[Location identification entries]
== == ==

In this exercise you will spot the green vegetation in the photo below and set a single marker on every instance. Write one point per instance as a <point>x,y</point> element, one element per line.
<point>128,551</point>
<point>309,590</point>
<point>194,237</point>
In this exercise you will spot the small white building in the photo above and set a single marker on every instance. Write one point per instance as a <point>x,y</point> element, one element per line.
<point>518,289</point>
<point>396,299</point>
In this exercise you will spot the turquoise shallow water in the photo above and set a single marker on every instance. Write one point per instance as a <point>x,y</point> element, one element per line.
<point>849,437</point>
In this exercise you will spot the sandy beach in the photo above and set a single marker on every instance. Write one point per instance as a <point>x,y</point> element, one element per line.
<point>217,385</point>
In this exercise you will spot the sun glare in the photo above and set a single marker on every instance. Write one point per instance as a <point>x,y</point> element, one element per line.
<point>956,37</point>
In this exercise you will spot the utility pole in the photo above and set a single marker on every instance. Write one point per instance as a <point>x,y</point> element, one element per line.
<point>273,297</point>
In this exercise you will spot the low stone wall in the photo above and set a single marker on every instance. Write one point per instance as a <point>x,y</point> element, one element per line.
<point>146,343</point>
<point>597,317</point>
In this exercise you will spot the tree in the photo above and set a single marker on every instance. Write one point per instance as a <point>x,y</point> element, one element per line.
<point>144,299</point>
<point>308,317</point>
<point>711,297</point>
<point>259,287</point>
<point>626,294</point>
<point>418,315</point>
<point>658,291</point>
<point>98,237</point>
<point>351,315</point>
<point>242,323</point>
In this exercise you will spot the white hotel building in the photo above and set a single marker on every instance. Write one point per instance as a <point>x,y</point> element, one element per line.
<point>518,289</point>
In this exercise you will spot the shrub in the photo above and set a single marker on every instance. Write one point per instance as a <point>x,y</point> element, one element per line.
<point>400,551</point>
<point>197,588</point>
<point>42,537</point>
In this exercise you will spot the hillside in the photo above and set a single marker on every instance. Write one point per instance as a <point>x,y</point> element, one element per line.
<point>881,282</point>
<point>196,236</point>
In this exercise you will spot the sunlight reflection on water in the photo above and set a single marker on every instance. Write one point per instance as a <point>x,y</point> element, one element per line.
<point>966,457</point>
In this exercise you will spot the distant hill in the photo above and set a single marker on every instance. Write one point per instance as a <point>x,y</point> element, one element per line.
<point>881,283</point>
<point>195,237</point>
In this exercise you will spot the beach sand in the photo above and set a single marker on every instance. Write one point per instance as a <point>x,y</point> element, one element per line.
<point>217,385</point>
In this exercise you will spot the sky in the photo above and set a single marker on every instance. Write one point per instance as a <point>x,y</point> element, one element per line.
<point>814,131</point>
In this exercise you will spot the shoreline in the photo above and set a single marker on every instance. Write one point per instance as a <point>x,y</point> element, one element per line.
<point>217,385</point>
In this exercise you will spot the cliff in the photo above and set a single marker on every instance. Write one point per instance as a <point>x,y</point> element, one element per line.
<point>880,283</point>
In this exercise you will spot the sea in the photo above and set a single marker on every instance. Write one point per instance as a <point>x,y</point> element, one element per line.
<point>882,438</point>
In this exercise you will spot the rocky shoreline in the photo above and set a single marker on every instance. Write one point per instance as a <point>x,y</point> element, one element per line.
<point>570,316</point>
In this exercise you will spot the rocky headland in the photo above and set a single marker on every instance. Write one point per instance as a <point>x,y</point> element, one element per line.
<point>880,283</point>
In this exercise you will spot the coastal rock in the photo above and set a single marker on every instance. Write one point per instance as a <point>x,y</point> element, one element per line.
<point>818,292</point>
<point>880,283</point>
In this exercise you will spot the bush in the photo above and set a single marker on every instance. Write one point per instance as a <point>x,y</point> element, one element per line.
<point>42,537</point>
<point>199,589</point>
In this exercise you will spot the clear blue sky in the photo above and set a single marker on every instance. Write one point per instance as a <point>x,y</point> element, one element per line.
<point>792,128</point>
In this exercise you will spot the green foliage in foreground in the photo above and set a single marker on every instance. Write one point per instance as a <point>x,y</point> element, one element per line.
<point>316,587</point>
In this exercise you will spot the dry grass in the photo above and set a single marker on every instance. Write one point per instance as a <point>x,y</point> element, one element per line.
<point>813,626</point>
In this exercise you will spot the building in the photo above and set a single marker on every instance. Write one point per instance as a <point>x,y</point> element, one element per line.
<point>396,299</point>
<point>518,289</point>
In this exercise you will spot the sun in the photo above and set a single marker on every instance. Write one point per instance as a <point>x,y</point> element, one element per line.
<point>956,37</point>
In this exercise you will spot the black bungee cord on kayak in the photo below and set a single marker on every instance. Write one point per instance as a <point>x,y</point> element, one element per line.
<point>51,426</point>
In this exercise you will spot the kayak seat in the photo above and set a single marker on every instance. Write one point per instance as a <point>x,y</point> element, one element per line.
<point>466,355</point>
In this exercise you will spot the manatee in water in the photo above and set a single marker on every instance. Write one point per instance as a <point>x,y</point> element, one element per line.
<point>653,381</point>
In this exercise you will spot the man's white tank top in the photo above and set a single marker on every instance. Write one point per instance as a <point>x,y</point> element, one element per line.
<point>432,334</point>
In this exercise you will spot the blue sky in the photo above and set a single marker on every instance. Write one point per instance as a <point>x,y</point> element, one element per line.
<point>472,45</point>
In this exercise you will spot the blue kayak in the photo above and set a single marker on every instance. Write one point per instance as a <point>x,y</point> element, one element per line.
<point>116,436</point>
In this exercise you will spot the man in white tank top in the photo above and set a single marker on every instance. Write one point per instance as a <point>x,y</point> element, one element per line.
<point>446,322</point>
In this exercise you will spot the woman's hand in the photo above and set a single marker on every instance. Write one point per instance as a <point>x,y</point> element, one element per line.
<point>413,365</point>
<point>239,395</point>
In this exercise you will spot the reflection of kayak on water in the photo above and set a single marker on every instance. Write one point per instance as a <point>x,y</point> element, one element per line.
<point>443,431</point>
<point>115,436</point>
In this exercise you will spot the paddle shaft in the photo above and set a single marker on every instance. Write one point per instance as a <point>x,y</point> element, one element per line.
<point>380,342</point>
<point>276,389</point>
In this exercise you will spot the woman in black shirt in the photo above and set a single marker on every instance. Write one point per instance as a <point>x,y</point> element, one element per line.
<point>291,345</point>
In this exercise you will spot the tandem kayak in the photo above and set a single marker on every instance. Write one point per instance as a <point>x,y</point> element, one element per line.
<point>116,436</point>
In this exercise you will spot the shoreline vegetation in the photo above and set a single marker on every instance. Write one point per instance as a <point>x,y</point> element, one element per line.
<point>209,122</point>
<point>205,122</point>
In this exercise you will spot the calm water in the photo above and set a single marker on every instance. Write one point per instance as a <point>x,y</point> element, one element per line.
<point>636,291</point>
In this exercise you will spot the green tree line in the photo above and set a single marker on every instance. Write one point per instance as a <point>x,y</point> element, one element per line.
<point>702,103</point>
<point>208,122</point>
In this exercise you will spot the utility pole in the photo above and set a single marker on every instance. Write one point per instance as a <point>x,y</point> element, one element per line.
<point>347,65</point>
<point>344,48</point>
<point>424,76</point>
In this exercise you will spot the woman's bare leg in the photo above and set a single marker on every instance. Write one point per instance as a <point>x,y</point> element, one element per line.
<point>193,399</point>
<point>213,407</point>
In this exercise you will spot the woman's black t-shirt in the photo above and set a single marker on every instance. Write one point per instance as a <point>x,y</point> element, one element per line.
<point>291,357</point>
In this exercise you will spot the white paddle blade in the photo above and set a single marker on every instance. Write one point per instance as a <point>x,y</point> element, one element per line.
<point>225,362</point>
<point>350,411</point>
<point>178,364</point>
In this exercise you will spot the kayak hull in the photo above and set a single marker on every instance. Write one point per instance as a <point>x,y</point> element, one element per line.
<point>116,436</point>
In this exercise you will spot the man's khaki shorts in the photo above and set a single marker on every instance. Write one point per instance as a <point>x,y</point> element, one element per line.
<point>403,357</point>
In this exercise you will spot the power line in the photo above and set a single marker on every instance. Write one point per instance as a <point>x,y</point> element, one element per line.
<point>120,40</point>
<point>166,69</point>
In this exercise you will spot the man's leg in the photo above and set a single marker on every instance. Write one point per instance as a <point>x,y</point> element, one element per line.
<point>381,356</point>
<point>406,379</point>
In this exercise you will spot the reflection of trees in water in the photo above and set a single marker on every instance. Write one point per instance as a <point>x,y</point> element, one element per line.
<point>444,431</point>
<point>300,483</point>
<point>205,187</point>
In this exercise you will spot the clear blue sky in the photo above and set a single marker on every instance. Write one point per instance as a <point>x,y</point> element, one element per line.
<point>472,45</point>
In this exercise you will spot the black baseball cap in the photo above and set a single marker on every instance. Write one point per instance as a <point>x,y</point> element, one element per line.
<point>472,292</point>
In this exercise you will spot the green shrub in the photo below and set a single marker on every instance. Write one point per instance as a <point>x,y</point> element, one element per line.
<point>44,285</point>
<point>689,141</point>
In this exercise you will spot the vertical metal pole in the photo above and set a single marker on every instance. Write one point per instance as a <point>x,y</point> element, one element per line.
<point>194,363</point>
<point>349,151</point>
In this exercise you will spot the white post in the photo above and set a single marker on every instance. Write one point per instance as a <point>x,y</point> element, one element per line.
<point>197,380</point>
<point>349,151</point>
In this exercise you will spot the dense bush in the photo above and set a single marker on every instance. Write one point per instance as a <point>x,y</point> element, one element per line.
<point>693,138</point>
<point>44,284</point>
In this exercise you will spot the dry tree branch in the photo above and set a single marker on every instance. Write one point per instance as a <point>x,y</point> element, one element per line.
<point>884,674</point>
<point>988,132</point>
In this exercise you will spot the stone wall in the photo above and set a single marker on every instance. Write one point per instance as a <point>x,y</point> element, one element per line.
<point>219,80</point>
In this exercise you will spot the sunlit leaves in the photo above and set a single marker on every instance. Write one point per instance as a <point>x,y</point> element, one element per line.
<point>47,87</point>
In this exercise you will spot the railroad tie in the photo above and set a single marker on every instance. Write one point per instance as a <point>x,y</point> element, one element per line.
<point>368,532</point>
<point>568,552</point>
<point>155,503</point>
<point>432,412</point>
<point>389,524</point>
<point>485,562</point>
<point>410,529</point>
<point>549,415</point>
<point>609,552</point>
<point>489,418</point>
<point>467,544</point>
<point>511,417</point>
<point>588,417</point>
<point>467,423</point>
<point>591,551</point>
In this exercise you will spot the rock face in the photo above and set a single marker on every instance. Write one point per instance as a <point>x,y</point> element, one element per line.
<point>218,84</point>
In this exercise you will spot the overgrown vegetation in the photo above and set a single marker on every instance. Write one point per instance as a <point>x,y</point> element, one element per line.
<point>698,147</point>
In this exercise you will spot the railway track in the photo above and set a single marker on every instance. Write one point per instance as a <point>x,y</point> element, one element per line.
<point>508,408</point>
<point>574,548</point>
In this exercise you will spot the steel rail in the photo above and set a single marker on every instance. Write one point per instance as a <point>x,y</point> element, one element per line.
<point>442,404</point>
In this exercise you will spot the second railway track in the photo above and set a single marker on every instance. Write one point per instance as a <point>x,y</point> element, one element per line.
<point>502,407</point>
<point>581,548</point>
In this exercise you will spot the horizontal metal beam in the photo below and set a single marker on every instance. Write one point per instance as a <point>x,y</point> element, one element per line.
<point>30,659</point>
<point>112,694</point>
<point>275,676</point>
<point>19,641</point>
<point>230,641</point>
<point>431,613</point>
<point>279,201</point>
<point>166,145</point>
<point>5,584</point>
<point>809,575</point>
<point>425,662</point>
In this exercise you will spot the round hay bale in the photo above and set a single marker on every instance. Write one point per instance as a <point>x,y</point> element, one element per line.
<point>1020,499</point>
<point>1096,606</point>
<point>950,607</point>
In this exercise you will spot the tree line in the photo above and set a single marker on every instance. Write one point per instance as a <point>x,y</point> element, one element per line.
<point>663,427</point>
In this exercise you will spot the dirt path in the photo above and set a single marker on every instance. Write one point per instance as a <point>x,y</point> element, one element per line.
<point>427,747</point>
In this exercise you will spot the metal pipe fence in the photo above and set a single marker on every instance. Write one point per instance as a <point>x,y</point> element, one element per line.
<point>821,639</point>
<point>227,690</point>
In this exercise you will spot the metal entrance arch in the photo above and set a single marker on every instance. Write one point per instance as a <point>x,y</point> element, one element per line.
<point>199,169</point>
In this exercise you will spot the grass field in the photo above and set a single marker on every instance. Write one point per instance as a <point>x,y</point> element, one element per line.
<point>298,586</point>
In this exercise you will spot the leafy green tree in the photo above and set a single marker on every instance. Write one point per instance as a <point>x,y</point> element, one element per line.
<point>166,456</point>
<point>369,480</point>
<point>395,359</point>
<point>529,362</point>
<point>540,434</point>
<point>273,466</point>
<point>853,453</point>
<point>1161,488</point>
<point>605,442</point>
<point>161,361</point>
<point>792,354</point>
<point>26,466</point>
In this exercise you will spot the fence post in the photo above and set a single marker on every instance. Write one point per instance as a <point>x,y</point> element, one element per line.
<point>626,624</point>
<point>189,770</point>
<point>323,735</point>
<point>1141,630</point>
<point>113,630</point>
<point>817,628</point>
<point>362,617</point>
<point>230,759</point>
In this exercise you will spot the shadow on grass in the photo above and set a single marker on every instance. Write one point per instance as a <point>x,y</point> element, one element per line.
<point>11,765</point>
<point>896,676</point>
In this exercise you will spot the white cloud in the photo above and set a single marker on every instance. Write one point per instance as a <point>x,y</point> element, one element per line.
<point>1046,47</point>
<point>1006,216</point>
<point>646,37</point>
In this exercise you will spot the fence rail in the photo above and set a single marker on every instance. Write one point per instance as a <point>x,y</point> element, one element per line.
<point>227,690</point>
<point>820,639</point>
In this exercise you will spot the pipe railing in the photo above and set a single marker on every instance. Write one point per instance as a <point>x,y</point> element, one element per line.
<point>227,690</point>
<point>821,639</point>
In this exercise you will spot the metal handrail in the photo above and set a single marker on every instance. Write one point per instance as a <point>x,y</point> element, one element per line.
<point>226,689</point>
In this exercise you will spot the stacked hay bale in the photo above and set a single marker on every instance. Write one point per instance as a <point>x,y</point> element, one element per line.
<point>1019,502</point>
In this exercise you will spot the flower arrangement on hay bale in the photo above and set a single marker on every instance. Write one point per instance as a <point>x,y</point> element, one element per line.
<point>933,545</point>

== == ==

- **Exercise instructions**:
Copy out the lines of the records above, starting from the line with "In this exercise you will spot the manatee" up to and including the line with "<point>653,381</point>", reproducing them without any change.

- **Answer for this exercise**:
In this exercise you will spot the manatee in water in the photo above and set a single marker on every instance. Write one point per instance as a <point>x,y</point> element, one element per line.
<point>653,381</point>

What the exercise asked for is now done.